PROBLEM DETAILS: Please turn every line of the items below into a numbered list, skipping blank lines and leaving the pictures out.

Dataset rows:
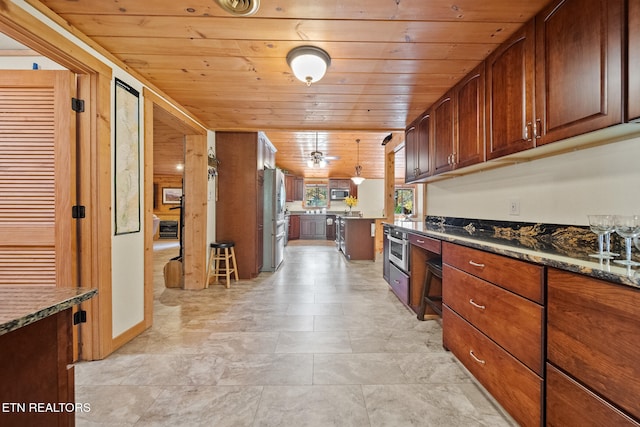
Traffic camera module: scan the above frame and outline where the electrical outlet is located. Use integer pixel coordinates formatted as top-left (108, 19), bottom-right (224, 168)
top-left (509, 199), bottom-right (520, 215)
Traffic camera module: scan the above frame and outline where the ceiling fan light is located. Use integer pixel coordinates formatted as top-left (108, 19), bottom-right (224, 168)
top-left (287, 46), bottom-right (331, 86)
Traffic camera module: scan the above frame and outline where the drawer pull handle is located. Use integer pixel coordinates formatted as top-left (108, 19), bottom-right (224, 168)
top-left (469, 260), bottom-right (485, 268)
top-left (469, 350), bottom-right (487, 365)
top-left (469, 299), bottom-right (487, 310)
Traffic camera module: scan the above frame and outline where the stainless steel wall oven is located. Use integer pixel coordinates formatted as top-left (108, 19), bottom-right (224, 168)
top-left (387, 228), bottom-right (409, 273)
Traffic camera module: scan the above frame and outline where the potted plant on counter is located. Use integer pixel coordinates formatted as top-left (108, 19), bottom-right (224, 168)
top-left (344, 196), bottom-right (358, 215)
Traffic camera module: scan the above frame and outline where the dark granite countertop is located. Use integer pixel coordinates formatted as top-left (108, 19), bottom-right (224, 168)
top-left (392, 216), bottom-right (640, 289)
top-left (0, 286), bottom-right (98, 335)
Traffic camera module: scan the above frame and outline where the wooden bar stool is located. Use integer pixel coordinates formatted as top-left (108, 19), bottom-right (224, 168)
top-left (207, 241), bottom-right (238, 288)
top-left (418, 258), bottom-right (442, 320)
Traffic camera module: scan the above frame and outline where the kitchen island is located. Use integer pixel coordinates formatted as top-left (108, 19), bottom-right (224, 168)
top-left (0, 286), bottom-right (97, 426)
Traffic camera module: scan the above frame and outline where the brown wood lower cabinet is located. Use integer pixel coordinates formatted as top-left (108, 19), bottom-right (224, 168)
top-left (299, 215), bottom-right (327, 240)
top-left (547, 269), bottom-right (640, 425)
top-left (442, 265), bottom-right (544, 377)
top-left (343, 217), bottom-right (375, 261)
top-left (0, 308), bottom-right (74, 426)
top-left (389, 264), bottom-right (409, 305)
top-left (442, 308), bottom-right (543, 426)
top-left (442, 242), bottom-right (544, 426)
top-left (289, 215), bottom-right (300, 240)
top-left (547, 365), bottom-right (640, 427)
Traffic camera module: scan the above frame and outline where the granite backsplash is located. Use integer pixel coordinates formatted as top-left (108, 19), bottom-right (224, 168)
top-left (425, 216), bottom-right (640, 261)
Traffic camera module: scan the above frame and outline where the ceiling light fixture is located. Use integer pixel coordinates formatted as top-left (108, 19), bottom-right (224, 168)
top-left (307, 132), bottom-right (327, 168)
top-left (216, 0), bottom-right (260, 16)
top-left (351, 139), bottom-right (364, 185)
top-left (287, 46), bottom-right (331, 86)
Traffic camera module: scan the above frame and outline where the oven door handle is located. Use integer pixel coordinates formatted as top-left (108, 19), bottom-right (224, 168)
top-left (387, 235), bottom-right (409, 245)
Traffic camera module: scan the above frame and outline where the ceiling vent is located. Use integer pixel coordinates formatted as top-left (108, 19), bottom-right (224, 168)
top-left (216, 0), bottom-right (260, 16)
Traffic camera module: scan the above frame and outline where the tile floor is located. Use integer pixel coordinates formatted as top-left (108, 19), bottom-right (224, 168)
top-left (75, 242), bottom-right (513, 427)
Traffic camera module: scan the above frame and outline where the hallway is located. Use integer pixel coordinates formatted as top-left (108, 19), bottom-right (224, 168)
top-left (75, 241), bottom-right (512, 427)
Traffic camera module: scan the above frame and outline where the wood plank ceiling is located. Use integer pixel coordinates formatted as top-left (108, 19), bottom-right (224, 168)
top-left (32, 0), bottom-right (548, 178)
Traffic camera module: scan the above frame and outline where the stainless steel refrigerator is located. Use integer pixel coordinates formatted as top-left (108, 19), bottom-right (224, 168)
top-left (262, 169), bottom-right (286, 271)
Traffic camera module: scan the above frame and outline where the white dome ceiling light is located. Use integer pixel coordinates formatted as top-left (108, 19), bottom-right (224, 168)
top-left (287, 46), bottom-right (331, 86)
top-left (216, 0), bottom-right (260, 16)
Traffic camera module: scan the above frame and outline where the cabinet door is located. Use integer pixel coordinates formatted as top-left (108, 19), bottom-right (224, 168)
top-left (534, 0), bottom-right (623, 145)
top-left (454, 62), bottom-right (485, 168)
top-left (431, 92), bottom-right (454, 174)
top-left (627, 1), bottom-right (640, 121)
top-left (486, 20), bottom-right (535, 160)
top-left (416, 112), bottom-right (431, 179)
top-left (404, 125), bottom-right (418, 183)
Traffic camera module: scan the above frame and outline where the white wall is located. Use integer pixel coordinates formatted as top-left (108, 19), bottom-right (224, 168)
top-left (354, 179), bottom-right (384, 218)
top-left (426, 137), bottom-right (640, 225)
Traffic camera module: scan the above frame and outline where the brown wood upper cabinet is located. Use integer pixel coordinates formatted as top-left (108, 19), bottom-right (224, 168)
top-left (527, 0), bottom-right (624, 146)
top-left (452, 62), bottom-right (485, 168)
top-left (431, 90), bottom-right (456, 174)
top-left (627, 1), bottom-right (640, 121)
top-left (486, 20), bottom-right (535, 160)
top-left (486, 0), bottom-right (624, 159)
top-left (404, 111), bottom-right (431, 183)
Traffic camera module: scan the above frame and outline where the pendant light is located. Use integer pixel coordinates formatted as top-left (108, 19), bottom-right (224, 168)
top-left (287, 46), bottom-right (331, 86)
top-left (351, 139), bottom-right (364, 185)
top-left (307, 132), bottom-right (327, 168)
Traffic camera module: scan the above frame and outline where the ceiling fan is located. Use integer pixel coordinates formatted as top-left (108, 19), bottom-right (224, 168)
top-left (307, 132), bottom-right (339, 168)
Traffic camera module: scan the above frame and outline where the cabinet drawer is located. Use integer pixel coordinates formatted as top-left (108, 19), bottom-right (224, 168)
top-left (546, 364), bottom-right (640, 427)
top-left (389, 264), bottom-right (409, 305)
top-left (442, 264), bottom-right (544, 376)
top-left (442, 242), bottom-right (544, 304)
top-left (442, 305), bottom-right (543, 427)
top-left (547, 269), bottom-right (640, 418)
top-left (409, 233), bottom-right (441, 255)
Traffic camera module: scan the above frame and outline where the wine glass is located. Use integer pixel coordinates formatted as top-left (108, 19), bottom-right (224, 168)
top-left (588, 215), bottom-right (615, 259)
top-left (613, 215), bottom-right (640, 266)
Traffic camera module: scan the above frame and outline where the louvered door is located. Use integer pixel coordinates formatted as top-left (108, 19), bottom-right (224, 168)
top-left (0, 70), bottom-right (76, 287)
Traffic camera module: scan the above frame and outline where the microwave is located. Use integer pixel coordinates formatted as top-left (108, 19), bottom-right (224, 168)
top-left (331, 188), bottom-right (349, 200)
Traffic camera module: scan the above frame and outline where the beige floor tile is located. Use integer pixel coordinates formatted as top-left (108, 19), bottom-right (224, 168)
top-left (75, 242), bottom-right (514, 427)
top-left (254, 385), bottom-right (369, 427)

TASK ANSWER:
1. Traffic camera module: scan the above frame and outline where the electrical outlet is located. Use integer pixel coordinates formatted as top-left (108, 19), bottom-right (224, 168)
2. top-left (509, 199), bottom-right (520, 215)
3. Traffic camera module: scan the above frame and outline where the ceiling fan light is located. Use integer pixel coordinates formatted as top-left (108, 19), bottom-right (224, 168)
4. top-left (287, 46), bottom-right (331, 86)
5. Traffic camera module: scan the above frame and outline where the drawer pull handle is located. Use integer pixel coordinates formatted as top-left (108, 19), bottom-right (224, 168)
6. top-left (469, 260), bottom-right (485, 268)
7. top-left (469, 350), bottom-right (487, 365)
8. top-left (469, 299), bottom-right (487, 310)
9. Traffic camera module: scan the above frame and outline where the stainless steel wall oven is located. Use integer pixel coordinates formatted as top-left (108, 19), bottom-right (224, 168)
10. top-left (387, 228), bottom-right (409, 273)
11. Traffic camera module: scan the above frame and outline where the potted plant on counter is located. Use integer pixel coordinates formatted as top-left (108, 19), bottom-right (224, 168)
12. top-left (344, 196), bottom-right (358, 215)
13. Traffic camera module: scan the above frame and outline where the dark granite countertop is located. Use integer pixel coordinates formatted as top-left (108, 19), bottom-right (224, 168)
14. top-left (392, 216), bottom-right (640, 289)
15. top-left (0, 286), bottom-right (98, 335)
16. Traffic camera module: scan the above frame and outline where the wooden bar stool is located. Use integer pixel coordinates formatted as top-left (108, 19), bottom-right (224, 168)
17. top-left (207, 241), bottom-right (238, 288)
18. top-left (418, 258), bottom-right (442, 320)
19. Traffic camera module: scan the above frame and outline where the kitchen island is located. Use integer pixel coordinates formatted as top-left (108, 19), bottom-right (224, 168)
20. top-left (0, 286), bottom-right (97, 426)
21. Traffic camera module: scan the above frame and outline where the brown wood lower cabinet is located. Use integer pixel coordinates formatted as top-left (108, 19), bottom-right (224, 168)
22. top-left (299, 215), bottom-right (327, 240)
23. top-left (547, 269), bottom-right (640, 425)
24. top-left (442, 265), bottom-right (544, 377)
25. top-left (343, 217), bottom-right (375, 261)
26. top-left (0, 308), bottom-right (74, 426)
27. top-left (389, 264), bottom-right (409, 305)
28. top-left (442, 308), bottom-right (543, 426)
29. top-left (442, 242), bottom-right (544, 426)
30. top-left (289, 215), bottom-right (300, 240)
31. top-left (547, 365), bottom-right (640, 427)
32. Traffic camera module: scan the above frame and outline where the granite backsplash is located. Use integer pixel coordinates formatted as top-left (108, 19), bottom-right (224, 168)
33. top-left (425, 216), bottom-right (640, 261)
34. Traffic camera module: scan the above frame and outline where the ceiling light fixture is located. Use integer pixel coordinates formatted as top-left (108, 19), bottom-right (224, 168)
35. top-left (307, 132), bottom-right (327, 168)
36. top-left (216, 0), bottom-right (260, 16)
37. top-left (351, 139), bottom-right (364, 185)
38. top-left (287, 46), bottom-right (331, 86)
39. Traffic camera module: scan the above frame and outline where the oven door handle is located. Use integer pixel coordinates formatted as top-left (108, 19), bottom-right (224, 168)
40. top-left (387, 235), bottom-right (409, 245)
41. Traffic camera module: scan the above frame and outline where the ceiling vent is located. Use integer pixel coordinates formatted as top-left (108, 19), bottom-right (224, 168)
42. top-left (216, 0), bottom-right (260, 16)
43. Traffic camera module: scan the above frame and outline where the tile floor is located. Use integer pixel coordinates formatted as top-left (108, 19), bottom-right (224, 168)
44. top-left (75, 242), bottom-right (513, 427)
45. Traffic camera module: scan the above frame and outline where the hallway is located. Use integer pixel coordinates formatted as top-left (108, 19), bottom-right (224, 168)
46. top-left (75, 241), bottom-right (512, 427)
47. Traffic camera module: scan the above frame and outline where the wood plank ceiling is located. Use integer pixel coordinates formatted as top-left (108, 19), bottom-right (224, 168)
48. top-left (32, 0), bottom-right (548, 178)
49. Traffic camera module: scan the above frame and outline where the stainless steel refrigerator is located. Use integer pixel coordinates formatted as top-left (108, 19), bottom-right (224, 168)
50. top-left (262, 169), bottom-right (286, 271)
51. Traffic camera module: scan the above frame and outline where the white dome ceiling light is located. Use integer pixel coordinates formatted as top-left (108, 19), bottom-right (224, 168)
52. top-left (287, 46), bottom-right (331, 86)
53. top-left (216, 0), bottom-right (260, 16)
54. Traffic camera module: scan the above frame and outline where the cabinet door is located. Use integer pixel coordinates formatted as top-left (108, 19), bottom-right (224, 168)
55. top-left (534, 0), bottom-right (623, 145)
56. top-left (454, 62), bottom-right (485, 168)
57. top-left (431, 92), bottom-right (454, 174)
58. top-left (627, 1), bottom-right (640, 121)
59. top-left (486, 20), bottom-right (535, 160)
60. top-left (416, 112), bottom-right (431, 179)
61. top-left (404, 125), bottom-right (418, 183)
62. Traffic camera module: scan the above frame and outline where the white wall is located. Use integer pixel coordinates formatted as top-left (108, 19), bottom-right (224, 168)
63. top-left (354, 179), bottom-right (384, 218)
64. top-left (426, 137), bottom-right (640, 225)
65. Traffic camera module: scan the above frame and outline where the brown wood upper cabinet is located. Use integer pixel coordinates formatted as top-left (108, 19), bottom-right (224, 168)
66. top-left (527, 0), bottom-right (624, 146)
67. top-left (452, 62), bottom-right (485, 168)
68. top-left (431, 90), bottom-right (456, 174)
69. top-left (627, 1), bottom-right (640, 121)
70. top-left (486, 20), bottom-right (535, 160)
71. top-left (486, 0), bottom-right (624, 159)
72. top-left (404, 111), bottom-right (431, 183)
73. Traffic camera module: scan the above frame and outline where the pendant light is located. Use integer pixel coordinates formatted as top-left (108, 19), bottom-right (224, 168)
74. top-left (287, 46), bottom-right (331, 86)
75. top-left (351, 139), bottom-right (364, 185)
76. top-left (307, 132), bottom-right (327, 168)
77. Traffic camera module: scan the above frame and outline where the ceiling fan is located. Use integer pixel coordinates formatted as top-left (108, 19), bottom-right (224, 168)
78. top-left (307, 132), bottom-right (339, 168)
79. Traffic camera module: scan the above frame and outline where the cabinet drawer is located. Use integer pixel coordinates formatted as top-left (108, 19), bottom-right (224, 168)
80. top-left (546, 364), bottom-right (640, 427)
81. top-left (389, 264), bottom-right (409, 305)
82. top-left (442, 264), bottom-right (544, 376)
83. top-left (442, 242), bottom-right (544, 304)
84. top-left (442, 305), bottom-right (543, 427)
85. top-left (547, 269), bottom-right (640, 418)
86. top-left (409, 233), bottom-right (441, 255)
87. Traffic camera module: scan the above frame and outline where the wine glass is located. Use integer pixel coordinates formatted as top-left (108, 19), bottom-right (224, 168)
88. top-left (588, 215), bottom-right (615, 259)
89. top-left (613, 215), bottom-right (640, 266)
90. Traffic camera module: scan the above frame and outline where the louvered door is located. Use integer pixel coordinates formatted as top-left (108, 19), bottom-right (224, 168)
91. top-left (0, 70), bottom-right (76, 287)
92. Traffic camera module: scan the above frame and outline where the microwave is located. Use integer pixel coordinates formatted as top-left (108, 19), bottom-right (224, 168)
93. top-left (331, 188), bottom-right (349, 200)
94. Traffic camera module: scan the above frame and outline where the beige floor tile is located. Use integer pixel coordinates formatted as top-left (108, 19), bottom-right (224, 168)
95. top-left (75, 242), bottom-right (514, 427)
96. top-left (254, 385), bottom-right (369, 427)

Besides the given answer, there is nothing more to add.